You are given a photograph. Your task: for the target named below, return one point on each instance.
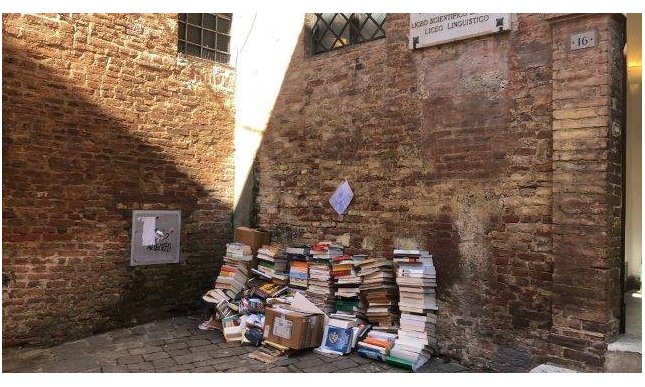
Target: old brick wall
(101, 116)
(453, 146)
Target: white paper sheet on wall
(341, 198)
(148, 232)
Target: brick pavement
(176, 345)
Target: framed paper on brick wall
(155, 237)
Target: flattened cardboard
(293, 329)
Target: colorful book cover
(338, 339)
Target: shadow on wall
(71, 176)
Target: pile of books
(239, 252)
(298, 267)
(272, 264)
(417, 280)
(236, 269)
(321, 287)
(376, 345)
(347, 281)
(379, 292)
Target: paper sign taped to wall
(148, 232)
(341, 198)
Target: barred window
(336, 30)
(206, 35)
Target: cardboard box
(293, 329)
(252, 237)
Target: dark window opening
(205, 35)
(336, 30)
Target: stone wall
(101, 116)
(495, 153)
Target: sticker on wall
(342, 197)
(155, 237)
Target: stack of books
(379, 292)
(281, 266)
(326, 250)
(232, 277)
(347, 281)
(321, 286)
(298, 267)
(417, 280)
(376, 345)
(268, 260)
(234, 327)
(239, 252)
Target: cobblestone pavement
(176, 345)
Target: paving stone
(140, 367)
(164, 363)
(134, 359)
(183, 349)
(309, 362)
(278, 369)
(155, 356)
(112, 368)
(327, 367)
(175, 345)
(144, 350)
(227, 352)
(293, 368)
(78, 365)
(226, 365)
(198, 342)
(203, 348)
(203, 369)
(178, 352)
(179, 368)
(191, 358)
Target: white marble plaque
(583, 40)
(430, 29)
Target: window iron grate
(205, 35)
(336, 30)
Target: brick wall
(461, 147)
(101, 116)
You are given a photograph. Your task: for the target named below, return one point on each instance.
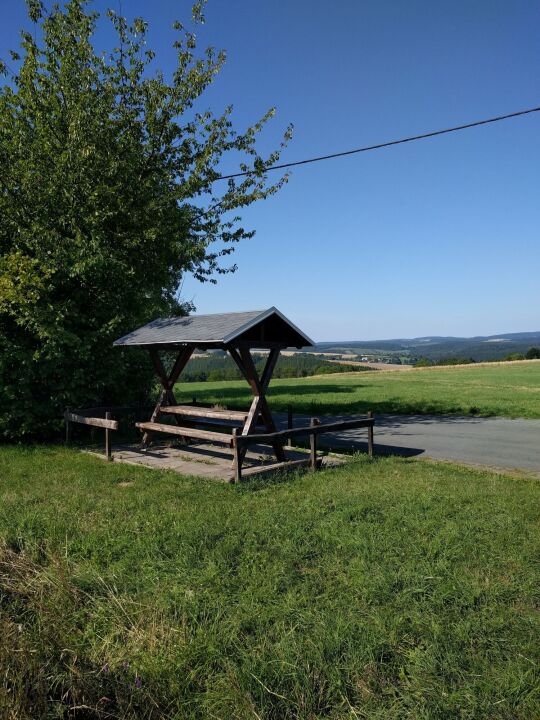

----

Task details: Restate the preceding entries in full, word for word, with the pictures removed.

Output below:
You are given a photograph. Your task: for the target named below, return one point on each instance.
Target: old brick wall
(101, 116)
(453, 146)
Target: white paper sheet on wall
(341, 198)
(148, 232)
Target: brick pavement
(176, 345)
Target: framed paper on brick wall
(155, 237)
Target: flattened cardboard
(293, 329)
Target: colorful book cover
(338, 339)
Target: shadow on wall
(71, 176)
Target: pile of books
(239, 252)
(298, 267)
(272, 264)
(417, 280)
(236, 269)
(321, 287)
(376, 345)
(347, 281)
(379, 292)
Target: paper sign taped to wall
(148, 232)
(341, 198)
Target: barred window
(336, 30)
(206, 35)
Target: cardboard box
(293, 329)
(252, 237)
Target: dark window opening
(205, 35)
(336, 30)
Target: stone wall
(101, 116)
(495, 153)
Target: sticker on wall
(342, 197)
(155, 237)
Target: stack of books
(379, 292)
(281, 266)
(326, 250)
(232, 277)
(347, 281)
(321, 286)
(298, 267)
(417, 280)
(376, 345)
(268, 260)
(234, 327)
(239, 252)
Target: cobblestone pavement
(176, 345)
Target: paving stone
(140, 367)
(164, 363)
(134, 359)
(183, 349)
(309, 362)
(278, 369)
(155, 356)
(112, 368)
(327, 367)
(175, 345)
(144, 350)
(227, 352)
(293, 368)
(78, 365)
(226, 365)
(198, 342)
(203, 348)
(203, 369)
(178, 352)
(179, 368)
(191, 358)
Target: white marble plaque
(583, 40)
(430, 29)
Target: window iron grate
(205, 35)
(336, 30)
Target: brick wall
(461, 147)
(101, 116)
You are given a photograph. Your task: for the target named below, return one point on each instance.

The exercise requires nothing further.